■ WHAT NEEDS TO BE DONE: Reproduce word for word the lines of the rows below, from the line containing "--target footprint in sand" through the final line, both included.

Region annotation items:

— BEGIN —

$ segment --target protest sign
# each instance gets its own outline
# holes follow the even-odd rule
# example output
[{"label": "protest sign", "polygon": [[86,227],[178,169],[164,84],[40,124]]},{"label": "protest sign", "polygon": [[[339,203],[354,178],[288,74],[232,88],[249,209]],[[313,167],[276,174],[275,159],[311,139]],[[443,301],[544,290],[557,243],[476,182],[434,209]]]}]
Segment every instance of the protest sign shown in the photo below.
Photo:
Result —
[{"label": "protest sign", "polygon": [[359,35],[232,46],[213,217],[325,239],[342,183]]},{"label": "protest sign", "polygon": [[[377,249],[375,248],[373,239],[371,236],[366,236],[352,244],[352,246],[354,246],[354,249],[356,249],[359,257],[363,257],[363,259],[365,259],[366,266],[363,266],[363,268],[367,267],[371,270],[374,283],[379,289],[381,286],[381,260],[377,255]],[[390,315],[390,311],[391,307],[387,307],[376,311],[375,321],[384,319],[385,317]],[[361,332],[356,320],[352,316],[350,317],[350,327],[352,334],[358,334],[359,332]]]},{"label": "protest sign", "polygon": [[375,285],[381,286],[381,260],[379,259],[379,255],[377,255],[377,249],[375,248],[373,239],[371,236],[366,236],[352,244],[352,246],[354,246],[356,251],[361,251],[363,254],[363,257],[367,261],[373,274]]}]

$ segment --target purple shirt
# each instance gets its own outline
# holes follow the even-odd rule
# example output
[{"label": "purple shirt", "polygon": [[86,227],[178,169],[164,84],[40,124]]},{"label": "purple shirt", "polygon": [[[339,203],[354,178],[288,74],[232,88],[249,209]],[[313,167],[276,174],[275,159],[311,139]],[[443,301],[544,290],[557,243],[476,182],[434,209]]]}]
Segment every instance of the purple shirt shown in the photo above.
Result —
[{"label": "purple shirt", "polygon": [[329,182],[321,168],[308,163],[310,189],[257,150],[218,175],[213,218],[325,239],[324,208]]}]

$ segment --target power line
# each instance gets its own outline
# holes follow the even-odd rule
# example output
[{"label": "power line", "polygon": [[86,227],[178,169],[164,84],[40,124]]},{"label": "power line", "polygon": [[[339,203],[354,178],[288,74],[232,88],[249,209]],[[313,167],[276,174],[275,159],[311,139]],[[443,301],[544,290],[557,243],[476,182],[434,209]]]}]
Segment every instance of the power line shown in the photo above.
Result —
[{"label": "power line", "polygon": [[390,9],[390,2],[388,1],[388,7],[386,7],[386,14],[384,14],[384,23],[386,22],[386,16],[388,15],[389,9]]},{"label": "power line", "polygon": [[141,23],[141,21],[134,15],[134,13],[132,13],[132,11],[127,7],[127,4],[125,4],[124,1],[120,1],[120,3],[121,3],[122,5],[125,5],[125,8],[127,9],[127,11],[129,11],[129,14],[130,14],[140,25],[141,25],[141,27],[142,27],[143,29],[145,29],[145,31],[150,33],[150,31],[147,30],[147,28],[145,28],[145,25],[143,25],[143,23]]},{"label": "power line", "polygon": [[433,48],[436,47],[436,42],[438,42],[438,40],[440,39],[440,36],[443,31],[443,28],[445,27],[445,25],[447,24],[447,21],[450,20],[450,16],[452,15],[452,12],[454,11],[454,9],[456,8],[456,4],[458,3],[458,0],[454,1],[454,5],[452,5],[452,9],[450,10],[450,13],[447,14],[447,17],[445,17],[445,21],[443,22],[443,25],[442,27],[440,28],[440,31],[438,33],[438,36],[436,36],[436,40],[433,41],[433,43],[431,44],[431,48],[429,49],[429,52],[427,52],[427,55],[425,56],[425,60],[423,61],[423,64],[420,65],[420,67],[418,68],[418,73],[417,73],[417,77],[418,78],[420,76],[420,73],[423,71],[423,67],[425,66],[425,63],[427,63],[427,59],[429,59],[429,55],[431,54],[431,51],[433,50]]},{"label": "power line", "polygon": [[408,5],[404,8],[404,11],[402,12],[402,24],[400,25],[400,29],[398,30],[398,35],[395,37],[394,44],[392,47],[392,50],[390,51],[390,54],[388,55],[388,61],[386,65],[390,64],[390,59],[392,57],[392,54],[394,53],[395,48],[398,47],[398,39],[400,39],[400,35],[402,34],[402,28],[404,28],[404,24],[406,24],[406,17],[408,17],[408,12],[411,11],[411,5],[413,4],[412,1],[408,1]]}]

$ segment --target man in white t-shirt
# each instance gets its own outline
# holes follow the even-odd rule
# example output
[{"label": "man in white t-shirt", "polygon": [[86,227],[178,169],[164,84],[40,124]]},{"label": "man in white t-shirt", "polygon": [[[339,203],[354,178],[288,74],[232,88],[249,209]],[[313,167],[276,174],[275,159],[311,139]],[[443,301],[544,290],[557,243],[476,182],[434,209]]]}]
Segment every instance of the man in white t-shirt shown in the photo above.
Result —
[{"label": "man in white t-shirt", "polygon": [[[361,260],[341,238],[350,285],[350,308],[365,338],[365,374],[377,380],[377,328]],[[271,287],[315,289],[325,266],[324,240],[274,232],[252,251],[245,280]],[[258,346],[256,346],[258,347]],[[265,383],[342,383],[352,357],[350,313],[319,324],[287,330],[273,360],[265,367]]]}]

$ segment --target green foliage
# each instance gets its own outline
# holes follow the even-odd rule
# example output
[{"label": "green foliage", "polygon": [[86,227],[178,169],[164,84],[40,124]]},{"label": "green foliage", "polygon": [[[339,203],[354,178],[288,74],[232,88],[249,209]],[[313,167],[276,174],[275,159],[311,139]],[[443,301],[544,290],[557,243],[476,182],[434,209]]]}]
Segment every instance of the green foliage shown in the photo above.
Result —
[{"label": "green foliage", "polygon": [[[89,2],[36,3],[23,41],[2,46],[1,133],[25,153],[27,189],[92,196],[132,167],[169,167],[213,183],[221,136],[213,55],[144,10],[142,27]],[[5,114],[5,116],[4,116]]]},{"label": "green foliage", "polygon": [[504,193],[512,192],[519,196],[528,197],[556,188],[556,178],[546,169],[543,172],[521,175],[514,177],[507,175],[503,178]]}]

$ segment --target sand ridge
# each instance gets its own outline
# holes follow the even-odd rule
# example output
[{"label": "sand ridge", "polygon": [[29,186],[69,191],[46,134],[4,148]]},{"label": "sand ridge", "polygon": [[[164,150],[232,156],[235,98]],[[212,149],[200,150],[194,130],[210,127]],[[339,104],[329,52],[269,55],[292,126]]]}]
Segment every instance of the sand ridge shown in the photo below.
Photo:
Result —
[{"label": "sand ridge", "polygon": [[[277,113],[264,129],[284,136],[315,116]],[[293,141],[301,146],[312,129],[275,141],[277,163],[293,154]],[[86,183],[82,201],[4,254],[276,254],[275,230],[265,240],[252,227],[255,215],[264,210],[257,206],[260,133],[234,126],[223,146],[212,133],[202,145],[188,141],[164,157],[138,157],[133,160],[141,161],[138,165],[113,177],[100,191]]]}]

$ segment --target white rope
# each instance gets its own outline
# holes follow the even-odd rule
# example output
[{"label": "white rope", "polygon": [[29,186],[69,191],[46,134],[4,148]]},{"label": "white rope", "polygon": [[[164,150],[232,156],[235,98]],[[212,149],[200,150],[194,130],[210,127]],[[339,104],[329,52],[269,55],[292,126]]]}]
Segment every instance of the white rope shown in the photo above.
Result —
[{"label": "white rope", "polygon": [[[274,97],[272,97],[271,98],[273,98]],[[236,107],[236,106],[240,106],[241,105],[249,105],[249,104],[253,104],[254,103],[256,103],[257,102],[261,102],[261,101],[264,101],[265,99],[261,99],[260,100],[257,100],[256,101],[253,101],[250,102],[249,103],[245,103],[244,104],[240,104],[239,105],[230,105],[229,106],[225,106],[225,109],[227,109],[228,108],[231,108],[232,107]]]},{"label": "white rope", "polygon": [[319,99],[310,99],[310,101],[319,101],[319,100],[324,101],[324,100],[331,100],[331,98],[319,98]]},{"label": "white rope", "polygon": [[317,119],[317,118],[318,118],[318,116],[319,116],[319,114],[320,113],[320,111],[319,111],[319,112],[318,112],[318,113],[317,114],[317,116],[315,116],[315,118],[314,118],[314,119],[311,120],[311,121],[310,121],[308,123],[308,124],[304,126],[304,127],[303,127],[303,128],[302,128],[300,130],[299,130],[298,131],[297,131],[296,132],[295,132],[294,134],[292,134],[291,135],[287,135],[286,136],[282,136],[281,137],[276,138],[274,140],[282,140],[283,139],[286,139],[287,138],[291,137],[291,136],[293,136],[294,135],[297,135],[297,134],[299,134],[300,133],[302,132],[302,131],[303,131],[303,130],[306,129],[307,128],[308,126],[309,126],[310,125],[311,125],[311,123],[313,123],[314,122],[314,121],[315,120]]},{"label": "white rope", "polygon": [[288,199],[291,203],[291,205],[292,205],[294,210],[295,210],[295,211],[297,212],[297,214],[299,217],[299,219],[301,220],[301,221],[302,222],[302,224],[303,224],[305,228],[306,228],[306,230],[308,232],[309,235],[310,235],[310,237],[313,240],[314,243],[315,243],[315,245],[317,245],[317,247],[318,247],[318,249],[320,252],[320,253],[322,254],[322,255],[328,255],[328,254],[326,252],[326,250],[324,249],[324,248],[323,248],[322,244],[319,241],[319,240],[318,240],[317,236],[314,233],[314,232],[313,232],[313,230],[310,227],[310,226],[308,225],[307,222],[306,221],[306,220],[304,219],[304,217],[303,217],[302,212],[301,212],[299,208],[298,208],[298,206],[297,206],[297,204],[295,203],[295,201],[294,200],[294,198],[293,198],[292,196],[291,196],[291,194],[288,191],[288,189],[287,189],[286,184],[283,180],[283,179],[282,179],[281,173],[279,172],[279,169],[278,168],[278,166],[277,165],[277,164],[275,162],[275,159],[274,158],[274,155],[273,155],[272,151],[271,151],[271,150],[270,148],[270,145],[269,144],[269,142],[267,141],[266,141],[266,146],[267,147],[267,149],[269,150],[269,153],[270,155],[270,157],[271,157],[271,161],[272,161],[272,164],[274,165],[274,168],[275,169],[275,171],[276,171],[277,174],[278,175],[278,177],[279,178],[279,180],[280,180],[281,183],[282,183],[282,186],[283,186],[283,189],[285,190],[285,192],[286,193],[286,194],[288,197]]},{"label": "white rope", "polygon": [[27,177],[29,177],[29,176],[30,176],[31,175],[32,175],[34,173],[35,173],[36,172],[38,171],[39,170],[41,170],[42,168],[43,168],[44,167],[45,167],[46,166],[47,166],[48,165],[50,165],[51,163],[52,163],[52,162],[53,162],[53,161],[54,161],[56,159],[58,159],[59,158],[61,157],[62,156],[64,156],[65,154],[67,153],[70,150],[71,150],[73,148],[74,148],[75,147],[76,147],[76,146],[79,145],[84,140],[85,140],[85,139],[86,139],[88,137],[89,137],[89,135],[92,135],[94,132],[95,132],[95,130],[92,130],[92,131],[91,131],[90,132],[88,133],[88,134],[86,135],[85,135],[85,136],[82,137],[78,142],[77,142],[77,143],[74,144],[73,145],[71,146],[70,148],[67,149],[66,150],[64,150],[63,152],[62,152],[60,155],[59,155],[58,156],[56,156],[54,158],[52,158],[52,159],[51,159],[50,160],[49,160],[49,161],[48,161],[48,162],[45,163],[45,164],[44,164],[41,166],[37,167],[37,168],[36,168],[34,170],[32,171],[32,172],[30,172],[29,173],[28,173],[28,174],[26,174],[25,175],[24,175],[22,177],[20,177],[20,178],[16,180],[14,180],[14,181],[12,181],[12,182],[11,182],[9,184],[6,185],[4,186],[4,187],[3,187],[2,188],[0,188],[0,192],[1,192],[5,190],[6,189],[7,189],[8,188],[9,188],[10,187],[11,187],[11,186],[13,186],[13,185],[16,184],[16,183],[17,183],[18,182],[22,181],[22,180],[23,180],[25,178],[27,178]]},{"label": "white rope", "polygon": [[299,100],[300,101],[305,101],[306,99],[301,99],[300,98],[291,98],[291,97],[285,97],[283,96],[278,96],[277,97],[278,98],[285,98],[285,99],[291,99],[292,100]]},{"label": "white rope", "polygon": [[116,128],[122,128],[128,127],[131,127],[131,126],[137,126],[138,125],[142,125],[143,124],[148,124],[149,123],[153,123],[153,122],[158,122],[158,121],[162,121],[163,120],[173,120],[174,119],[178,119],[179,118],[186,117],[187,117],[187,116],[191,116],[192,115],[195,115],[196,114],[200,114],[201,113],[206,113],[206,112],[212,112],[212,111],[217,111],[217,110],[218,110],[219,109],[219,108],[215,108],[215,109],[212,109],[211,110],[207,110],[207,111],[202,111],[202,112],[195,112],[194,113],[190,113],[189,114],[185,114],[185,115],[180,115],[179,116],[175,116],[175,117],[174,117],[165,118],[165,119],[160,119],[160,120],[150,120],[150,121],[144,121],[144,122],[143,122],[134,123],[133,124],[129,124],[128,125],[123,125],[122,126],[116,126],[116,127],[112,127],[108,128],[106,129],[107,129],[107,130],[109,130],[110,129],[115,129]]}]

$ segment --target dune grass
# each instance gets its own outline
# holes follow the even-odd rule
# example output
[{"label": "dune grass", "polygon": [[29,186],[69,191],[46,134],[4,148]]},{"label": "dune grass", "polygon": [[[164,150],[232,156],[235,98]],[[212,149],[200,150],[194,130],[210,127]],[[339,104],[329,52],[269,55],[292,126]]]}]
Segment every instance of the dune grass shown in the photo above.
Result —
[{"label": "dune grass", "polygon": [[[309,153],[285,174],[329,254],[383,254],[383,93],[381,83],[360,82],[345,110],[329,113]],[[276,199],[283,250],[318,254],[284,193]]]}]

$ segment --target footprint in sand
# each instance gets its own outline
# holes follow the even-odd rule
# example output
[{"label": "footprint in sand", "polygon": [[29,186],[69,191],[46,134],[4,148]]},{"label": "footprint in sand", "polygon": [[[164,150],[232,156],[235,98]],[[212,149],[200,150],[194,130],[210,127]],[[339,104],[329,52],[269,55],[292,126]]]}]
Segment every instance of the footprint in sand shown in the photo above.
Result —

— END —

■ OUTPUT FOR THIS EXERCISE:
$ segment --target footprint in sand
# each instance gets its own outline
# holes follow the even-odd rule
# example output
[{"label": "footprint in sand", "polygon": [[29,186],[69,191],[46,134],[4,148]]},{"label": "footprint in sand", "polygon": [[[164,150],[232,156],[235,98]],[[212,149],[200,150],[194,130],[210,127]],[[339,104],[329,52],[269,55],[292,126]]]}]
Segment every instance of the footprint in sand shown in the photo above.
Result —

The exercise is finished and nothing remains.